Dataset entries
+ + + + +

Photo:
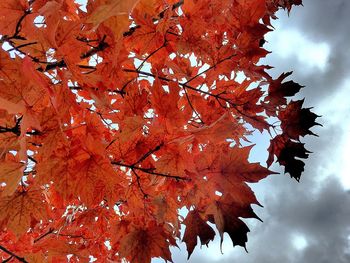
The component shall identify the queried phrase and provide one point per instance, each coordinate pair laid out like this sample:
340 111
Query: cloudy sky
304 222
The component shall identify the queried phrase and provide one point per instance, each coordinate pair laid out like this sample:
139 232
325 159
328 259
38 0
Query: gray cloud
322 21
317 210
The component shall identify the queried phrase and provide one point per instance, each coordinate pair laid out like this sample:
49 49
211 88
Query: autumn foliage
114 117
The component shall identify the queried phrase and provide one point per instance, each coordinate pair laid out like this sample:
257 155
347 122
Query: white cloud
289 43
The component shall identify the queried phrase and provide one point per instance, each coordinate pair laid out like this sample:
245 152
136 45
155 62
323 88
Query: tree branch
151 171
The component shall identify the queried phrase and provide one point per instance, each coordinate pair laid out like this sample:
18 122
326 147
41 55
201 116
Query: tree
114 117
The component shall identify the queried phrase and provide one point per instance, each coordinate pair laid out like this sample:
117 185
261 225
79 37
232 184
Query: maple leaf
20 210
143 243
117 116
196 227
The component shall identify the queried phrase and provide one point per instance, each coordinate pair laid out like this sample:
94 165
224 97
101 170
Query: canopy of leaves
117 114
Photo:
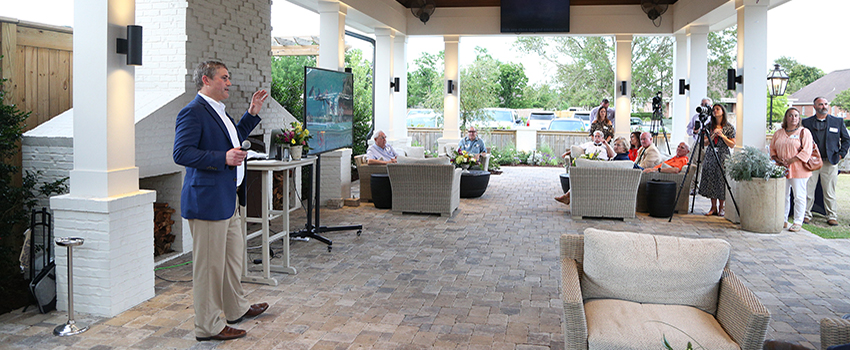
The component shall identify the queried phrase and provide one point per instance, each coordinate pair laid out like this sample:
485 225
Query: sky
791 32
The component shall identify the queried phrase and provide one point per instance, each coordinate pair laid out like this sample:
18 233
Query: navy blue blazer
201 142
837 142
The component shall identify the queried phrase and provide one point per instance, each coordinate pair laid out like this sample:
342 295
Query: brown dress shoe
226 334
253 311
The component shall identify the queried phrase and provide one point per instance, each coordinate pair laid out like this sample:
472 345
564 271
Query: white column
331 34
399 114
451 102
752 58
113 269
698 67
679 108
623 72
383 74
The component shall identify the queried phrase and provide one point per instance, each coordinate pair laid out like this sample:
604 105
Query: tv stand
314 232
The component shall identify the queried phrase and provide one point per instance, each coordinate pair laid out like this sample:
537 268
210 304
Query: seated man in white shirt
596 145
380 153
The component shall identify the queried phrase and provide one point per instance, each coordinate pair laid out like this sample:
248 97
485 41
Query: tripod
703 135
310 231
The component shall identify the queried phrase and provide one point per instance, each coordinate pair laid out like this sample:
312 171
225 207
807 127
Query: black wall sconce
683 86
394 84
731 79
132 46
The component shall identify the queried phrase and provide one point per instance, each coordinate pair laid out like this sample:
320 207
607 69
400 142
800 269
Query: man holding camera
833 141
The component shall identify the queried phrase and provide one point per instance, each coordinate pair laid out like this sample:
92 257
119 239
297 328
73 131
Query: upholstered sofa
365 171
429 185
624 290
606 189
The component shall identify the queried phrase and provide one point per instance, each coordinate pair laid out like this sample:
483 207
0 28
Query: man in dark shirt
833 141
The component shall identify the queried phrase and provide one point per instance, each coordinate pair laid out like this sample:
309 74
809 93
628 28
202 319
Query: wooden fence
38 63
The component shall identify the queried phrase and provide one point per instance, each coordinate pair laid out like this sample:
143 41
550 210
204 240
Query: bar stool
70 327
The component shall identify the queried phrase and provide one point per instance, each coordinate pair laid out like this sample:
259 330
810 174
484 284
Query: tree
425 84
512 82
799 75
722 55
842 100
479 87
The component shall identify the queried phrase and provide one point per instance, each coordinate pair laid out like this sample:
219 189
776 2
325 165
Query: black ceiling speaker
422 9
654 9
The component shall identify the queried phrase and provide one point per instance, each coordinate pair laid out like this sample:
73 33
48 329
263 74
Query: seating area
488 277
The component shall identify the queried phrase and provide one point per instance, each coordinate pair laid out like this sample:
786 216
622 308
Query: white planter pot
762 204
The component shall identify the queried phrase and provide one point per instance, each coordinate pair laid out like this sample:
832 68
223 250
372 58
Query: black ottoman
565 182
660 198
473 183
382 192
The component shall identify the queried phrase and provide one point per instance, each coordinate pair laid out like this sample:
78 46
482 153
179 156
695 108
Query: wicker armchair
738 312
603 192
684 198
425 188
834 331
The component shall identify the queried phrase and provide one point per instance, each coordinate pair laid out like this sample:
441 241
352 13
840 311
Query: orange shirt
675 162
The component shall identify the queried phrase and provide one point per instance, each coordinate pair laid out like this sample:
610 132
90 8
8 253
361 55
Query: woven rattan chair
738 311
834 331
425 188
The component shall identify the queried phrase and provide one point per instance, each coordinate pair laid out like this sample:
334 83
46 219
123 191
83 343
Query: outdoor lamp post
777 81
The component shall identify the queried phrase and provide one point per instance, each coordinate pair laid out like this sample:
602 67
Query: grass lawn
818 224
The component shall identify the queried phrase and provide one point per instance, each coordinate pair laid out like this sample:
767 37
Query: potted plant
760 187
462 159
295 138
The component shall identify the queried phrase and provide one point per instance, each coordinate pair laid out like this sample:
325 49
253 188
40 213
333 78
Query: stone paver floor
485 278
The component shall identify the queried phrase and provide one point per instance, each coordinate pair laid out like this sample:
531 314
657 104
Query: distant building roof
827 86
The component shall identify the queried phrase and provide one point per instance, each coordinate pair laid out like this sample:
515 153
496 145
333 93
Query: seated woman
596 145
602 123
622 152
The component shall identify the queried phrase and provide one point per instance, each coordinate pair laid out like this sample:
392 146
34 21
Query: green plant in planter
752 163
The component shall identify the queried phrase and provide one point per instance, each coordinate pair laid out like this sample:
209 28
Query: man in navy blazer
833 141
207 143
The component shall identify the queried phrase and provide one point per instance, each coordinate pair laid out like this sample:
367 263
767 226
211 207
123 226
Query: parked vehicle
584 116
500 118
422 118
540 120
566 124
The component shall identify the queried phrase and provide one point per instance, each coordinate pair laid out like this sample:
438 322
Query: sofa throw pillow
424 161
653 269
614 164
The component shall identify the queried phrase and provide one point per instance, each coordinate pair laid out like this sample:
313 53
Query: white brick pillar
399 106
752 57
679 107
383 74
698 67
451 101
623 72
113 269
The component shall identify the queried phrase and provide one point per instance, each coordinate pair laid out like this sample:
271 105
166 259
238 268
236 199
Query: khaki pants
828 175
218 253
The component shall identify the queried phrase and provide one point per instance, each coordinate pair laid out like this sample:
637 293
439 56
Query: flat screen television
535 16
328 109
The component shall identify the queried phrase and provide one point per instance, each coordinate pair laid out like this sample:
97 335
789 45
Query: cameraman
695 124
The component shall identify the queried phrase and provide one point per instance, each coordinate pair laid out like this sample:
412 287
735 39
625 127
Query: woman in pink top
791 147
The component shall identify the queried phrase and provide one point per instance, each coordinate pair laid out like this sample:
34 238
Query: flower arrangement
461 157
295 135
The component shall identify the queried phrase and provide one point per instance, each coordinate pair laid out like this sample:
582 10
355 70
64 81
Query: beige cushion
613 164
423 161
653 269
606 328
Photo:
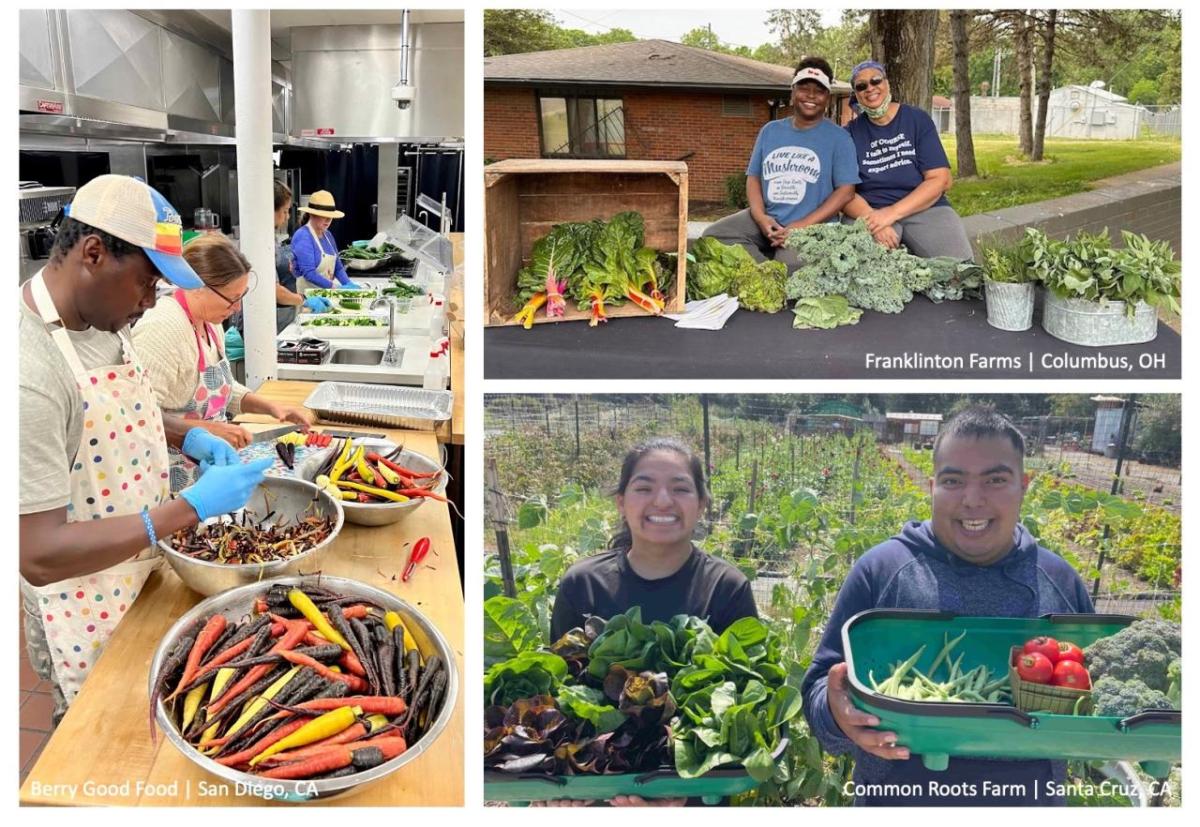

+ + + + +

■ YOUR GOAL
Leave every image out and retype the entries above word for word.

■ SOLUTION FOR THIS EXERCISE
Photo:
The component shall identify the queried phrase and provide one point per instance, each coordinate pair laid out like this sample:
340 111
Query: cloudy sky
304 222
The component shall identify the queried phrase and provide one point per instance, each coordinate pair laid out like this sample:
139 232
325 159
328 259
38 0
Query: gray cloud
322 21
317 210
The component shall identify the queried phrase and provide one point per instance, each coordinate pair laid out like this sample:
49 49
211 88
Query: autumn foliage
114 117
The component shall identify the queried phrase and provide one point per instance, each coordinate pair laid out like this sample:
257 155
347 122
Query: white cloud
289 43
The component shall identify the queried phrase and provide one point per instance, each coordinate pair laid out like this sample:
245 152
136 45
155 62
323 88
Query: tree branch
151 171
The component shall identify the queried phrase and provide one point per instance, each coordinate pair laid out like this sample:
18 122
326 147
41 55
201 116
Query: tree
114 117
The component shall identify the queried phrase and provide one point per instance, each coordinate pair laid out like this sample:
117 185
261 225
79 37
232 184
Query: maple leaf
20 210
143 243
117 116
196 227
The component shall identify the queried phrase and provide one point per instance, each coordinate pair laid out like this sample:
94 165
224 97
101 170
Query: canopy of leaves
117 114
Photo:
The component shall identify the queried phrase and provide one point per instance, each coordinate pair laid out like this sample:
485 225
Query: sky
791 32
The component shall identify the queried phrase and provide one point per instance, each coordinate pair laid out like this sample:
18 233
Query: navy blue blazer
201 142
837 142
The component shall identify the queried phrase and provide one point per instance, each coordinate pair laid out like this sample:
342 295
Query: brown dress shoe
226 334
253 311
The component shall identify the queried phrase and provide one point per instance, each coordinate pair laid out like this sample:
472 345
564 271
Query: white column
331 34
399 114
451 102
752 58
113 269
698 67
679 108
623 72
383 74
The component shall identify the queried phrase and provide one point per instance, each coordinate pair laid out like this sample:
604 105
Query: tv stand
314 232
The component shall identify the queried phrase and provide one point per instance, each coordinate pair laid out like this sample:
537 268
210 304
Query: seated man in white shirt
596 145
380 153
The component shall identify the queried phrase and provide one point per instance, each coordinate pair laid out like this sample:
248 97
485 41
Query: tripod
703 135
310 231
The component shall identify the queried phrase and provide one point per instance, each coordinate pair laid out like this sample:
312 171
225 207
807 127
Query: black wall sconce
683 86
394 84
731 79
132 46
The component shall identify the queried phrase and provide one point per instance, each coordinate pair laid out like this sample:
320 207
607 69
400 142
800 269
Query: man holding camera
833 141
The component shall identify the queried phrase and provide one point per instance, each coordinate pair laid out like this sample:
92 257
119 239
297 328
73 131
Query: upholstered sofa
365 171
429 185
624 290
606 189
The component shall identify the queried phrase and provide one point per instance, each coordinate pair laid out like this sample:
483 207
0 28
Query: man in dark shirt
833 141
The component shall identify the queried phrase and provide one point per instance, each coordinate pair laid out like this sample:
309 74
809 93
628 28
202 319
Query: wooden fence
38 63
The component shall identify the queried phrase and provide one point per instance, each coordinate pair laid out like this sample:
143 41
550 210
204 240
Query: bar stool
70 327
The component shall identify the queried phrase and provide one point per instance, each coordinate pair laid out like this sample:
259 330
810 174
484 284
Query: tree
425 84
512 82
799 75
722 55
842 100
479 87
The component shall identify the queried phrase and provide one point per instance, each coordinate pair laid out like this sample:
219 189
776 2
325 165
Query: black ceiling speaker
422 9
654 9
The component shall identify the queried phrase and provide one point per instance, each coordinate pair laid out like this sample:
73 33
48 329
263 74
Query: seating area
488 277
The component shall identify the queried phrase and provide one point per instance, each coordinate pair laid out like this sample:
786 216
622 308
Query: white planter pot
762 204
The component shall identify the queried phrase and provide one point per instance, each coordinate pair laid out like this sample:
832 68
223 250
372 58
Query: black ottoman
565 182
660 198
473 183
382 192
The component shall identify the queried phrase and provide one point per instance, each coordinate pair laid out like this sample:
78 46
482 153
179 156
695 108
Query: wicker armchair
738 312
603 192
684 198
425 188
834 331
The component shall identify the queried phrase and provide one point per instance, each coordinate pair laid out like this sample:
441 241
352 13
840 311
Query: orange shirt
675 162
The component shall identify the queried phrase and provide one point per instance, each coordinate pair laid out like this sample:
610 132
90 8
8 253
361 55
Query: woven rattan chair
738 311
834 331
425 188
The component shall identify the queried phrase and provide one point per instance, each coordinate pair laid out like this sample:
334 83
46 219
123 191
83 343
Query: outdoor lamp post
777 81
The component shall identify the queried phrase and provide one point per instance, each coordinate pair laid out like this sample:
602 67
Query: grass lawn
818 224
The component shall identify the queried phrase and provide one point per instance, each coordinate pair laid out like this sample:
767 37
Query: potted plant
760 187
462 159
295 138
The component shall identify the queried phrase and provide one point per instance, each coordinate pair laid out like this sample:
325 49
253 188
40 213
333 78
Query: stone paver floor
485 278
The component shall identify the queried phrase and provide one point per instance, each coordinate pair laid out like this sample:
531 314
657 104
Query: distant building roof
827 86
The component shall identify the queried phrase and provide one point per instance, each coordinate pair laid out like this sample:
515 153
496 145
333 93
Query: seated woman
596 145
602 123
622 152
The component shall identify the queried phrase and provide one point per instance, each coordinate pair laid out like this sample:
392 146
34 21
Query: green plant in planter
752 163
The component shall identify the queried phrase and provide one point per instance, each coordinate pair laid out like this sample:
209 28
Query: man in navy blazer
833 141
207 143
The component shall identify the queried phrase and provide one point per instance, each coordinate pair laid out like this sample:
367 263
767 226
211 207
123 226
Query: parked vehicle
584 116
500 118
422 118
540 120
566 124
The component shall identify the queried phrase and provide one point per instance, each coordinate pair laid out like this sample:
438 322
Query: sofa throw pillow
424 161
653 269
614 164
The component shall identify the queried phrase and provide one point per instance, each coordinate pair laid out like this sample:
313 53
Query: white brick pillar
399 106
752 57
679 107
383 74
698 67
451 101
623 72
113 269
The component shall identify the queried phrase and provide one point per instance, each coordinate pair laid out like this sample:
271 105
166 259
238 268
236 199
Query: khaki pants
828 175
218 253
The component shall identify the queried phrase and provide one point per instance, each coordinate pair laid out like this sample:
637 293
439 56
Query: flat screen television
535 16
328 109
The component shall identify the queried phrase and provide one point per instance, each coordinate pair laid out like this sample:
97 335
789 45
Query: cameraman
695 124
The component shall identify the queried phrase and provide one point per instance, each coordinate pair laid out like this sample:
412 287
735 39
625 127
Query: woman in pink top
791 147
The component shall identify the queried phrase and provide one point per instance, each coordinate pair laid out like this sample:
34 238
Query: flower arrangement
461 157
295 135
The component shall identify the queried phrase and provide one point per instance, each coordinate pair laid out like this sample:
582 10
355 70
64 81
Query: beige cushion
613 164
423 161
653 269
606 328
Photo:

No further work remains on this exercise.